The First Terrain Health Meeting

Getting Healthy With Dr. Robin Rose.

By Aaron Cohen

Nearly 3 years ago I turned 50. I needed to get a colonoscopy (today the first screening is age 45) and at the pre-operative appointment, I met my new gastroenterologist, Dr. Robin Rose. The appointment changed my life. Not because I had colon cancer. Turned out I had some polyps and Robin removed them. What really struck me was that Robin was a connected, empathetic human being.

People hit it off with new friends for a variety of reasons.  I met Robin when I was confronting my own mortality ahead of my contemporaries.  In my circle, most 48-year-olds had at least one if not two parents. My mother was diagnosed with abdominal cancer and died 10 horrible months later in 2010. My father leaned much more into grandparenting after my mother died and was around all the time. Five years later, during Thanksgiving weekend, he stood up to say goodnight and had a massive heart attack in our house. Paramedics managed to get his heart restarted after about 10 or 15 minutes and transported him to Norwalk Hospital. With my father laying in his room on a ventilator, my sister, a nurse, and his medical proxy determined that my father’s Do Not Revive (DNR) instructions gave us no choice. We instructed the doctors to remove support and he died minutes later.

Five months after my father died, I stood up from the kitchen counter and fainted. When I woke up, I was very groggy and unable to talk. My housekeeper called 911 and the paramedics who arrived recognized the house and me.  Understandably, they assumed I had also had a cardiac event, and took me to the same hospital where after a battery of tests the ER doctors determined I had vasovagal syncope — a condition that causes people to get light-headed or faint from low blood pressure. It’s often triggered by stress or dehydration. I knew I needed to focus on my health. But how?

Six months later I sat in Dr. Rose’s office as she took my detailed medical history.   She took many notes and listened to my story attentively. To be honest, I didn’t get it.  Wasn’t I just getting a routine colonoscopy because Katie Couric had helped convinced me I had to do it? I thought I had come into to learn how to prepare for the procedure but we were talking about my mother’s cancer and my father’s heart attack. She probed me about my family life and career and I told her I was a longtime technology entrepreneur, investor and adjunct professor at New York University.

Given entries:
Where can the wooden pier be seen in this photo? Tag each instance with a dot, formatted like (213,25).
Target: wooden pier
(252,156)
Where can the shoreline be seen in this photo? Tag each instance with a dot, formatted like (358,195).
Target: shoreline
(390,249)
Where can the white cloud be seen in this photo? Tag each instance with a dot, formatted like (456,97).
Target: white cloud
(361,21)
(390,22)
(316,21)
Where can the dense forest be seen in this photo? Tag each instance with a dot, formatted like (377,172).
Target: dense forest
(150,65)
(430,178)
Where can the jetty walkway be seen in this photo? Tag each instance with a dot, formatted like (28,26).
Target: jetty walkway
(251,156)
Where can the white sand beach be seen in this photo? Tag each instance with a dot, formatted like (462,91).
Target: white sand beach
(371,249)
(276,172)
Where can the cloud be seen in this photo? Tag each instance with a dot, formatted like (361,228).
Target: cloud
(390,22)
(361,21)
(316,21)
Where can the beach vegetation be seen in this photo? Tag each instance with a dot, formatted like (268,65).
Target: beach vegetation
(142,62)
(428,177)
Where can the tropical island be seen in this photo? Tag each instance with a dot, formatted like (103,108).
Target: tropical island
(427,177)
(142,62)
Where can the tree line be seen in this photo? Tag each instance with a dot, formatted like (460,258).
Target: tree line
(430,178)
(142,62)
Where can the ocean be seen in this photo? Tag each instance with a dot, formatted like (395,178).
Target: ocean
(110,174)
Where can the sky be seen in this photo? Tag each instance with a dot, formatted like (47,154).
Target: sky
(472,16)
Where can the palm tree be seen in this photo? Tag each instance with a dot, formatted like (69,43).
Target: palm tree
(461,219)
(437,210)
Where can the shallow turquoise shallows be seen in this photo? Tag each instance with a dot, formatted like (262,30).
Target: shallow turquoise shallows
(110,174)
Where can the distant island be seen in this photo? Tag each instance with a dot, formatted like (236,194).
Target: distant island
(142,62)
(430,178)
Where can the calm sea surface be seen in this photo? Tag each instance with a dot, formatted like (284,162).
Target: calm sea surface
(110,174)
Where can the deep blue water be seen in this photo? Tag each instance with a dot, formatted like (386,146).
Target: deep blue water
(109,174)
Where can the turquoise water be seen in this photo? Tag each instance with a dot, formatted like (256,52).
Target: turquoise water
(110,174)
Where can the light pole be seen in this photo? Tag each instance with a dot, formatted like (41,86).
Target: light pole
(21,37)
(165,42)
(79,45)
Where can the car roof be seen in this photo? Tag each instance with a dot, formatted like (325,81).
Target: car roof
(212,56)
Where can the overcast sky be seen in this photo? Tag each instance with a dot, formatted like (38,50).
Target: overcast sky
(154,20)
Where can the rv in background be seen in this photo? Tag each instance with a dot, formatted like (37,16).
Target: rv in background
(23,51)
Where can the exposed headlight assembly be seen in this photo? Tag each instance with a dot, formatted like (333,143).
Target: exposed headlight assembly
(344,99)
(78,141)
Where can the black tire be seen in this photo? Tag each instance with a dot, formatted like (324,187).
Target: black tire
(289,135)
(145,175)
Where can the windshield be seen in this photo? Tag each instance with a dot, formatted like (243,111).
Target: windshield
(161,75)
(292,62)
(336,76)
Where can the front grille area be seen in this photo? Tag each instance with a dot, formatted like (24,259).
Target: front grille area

Activity 1: Transcribe the Dr. Robin Rose essay, starting with "People hit it" and going on through "died minutes later.".
Activity 2: Write the next part of the Dr. Robin Rose essay, picking up after its final sentence.
The records are separate from the Dr. Robin Rose essay.

Output 1:
People hit it off with new friends for a variety of reasons.  I met Robin when I was confronting my own mortality ahead of my contemporaries.  In my circle, most 48-year-olds had at least one if not two parents. My mother was diagnosed with abdominal cancer and died 10 horrible months later in 2010. My father leaned much more into grandparenting after my mother died and was around all the time. Five years later, during Thanksgiving weekend, he stood up to say goodnight and had a massive heart attack in our house. Paramedics managed to get his heart restarted after about 10 or 15 minutes and transported him to Norwalk Hospital. With my father laying in his room on a ventilator, my sister, a nurse, and his medical proxy determined that my father’s Do Not Revive (DNR) instructions gave us no choice. We instructed the doctors to remove support and he died minutes later.

Output 2:
She asked me about my diet and how my digestive system worked and was interested to learn about the health of what she called “my gut.” I told her I had an iron stomach and ate way too much food quite easily.   She told me I was lucky because many Americans have terrible problems with digestion. I had no idea and then Robin gave me one of her frequent GI zingers –, “Aaron, it’s a constipated nation.”

Turned out I had polyps (some large with more aggressive pathology) removed during my procedure and Robin wanted to repeat the procedure two years later. The next year, I returned to Robin’s office for a checkup and I asked her how the practice was going. She said she had just completed her most productive year ever in her 11 years as a practicing GI. I congratulated her, but she shook her head and said, “Aaron the truth is sometimes I feel like a charlatan.”

Terrain Heath was born from this extraordinarily self-aware, forthright observation.  Robin is a fabulous doctor. Her comment was a pointed criticism of the American healthcare system which treats patients after they get sick but never helps them understand how to take better care of themselves. Over the next year, Robin and I met to discuss how she could treat people more effectively. She wanted to heal people with a more preventative, holistic approach using functional medicine as her foundation along with genomics to practice what we call precision medicine.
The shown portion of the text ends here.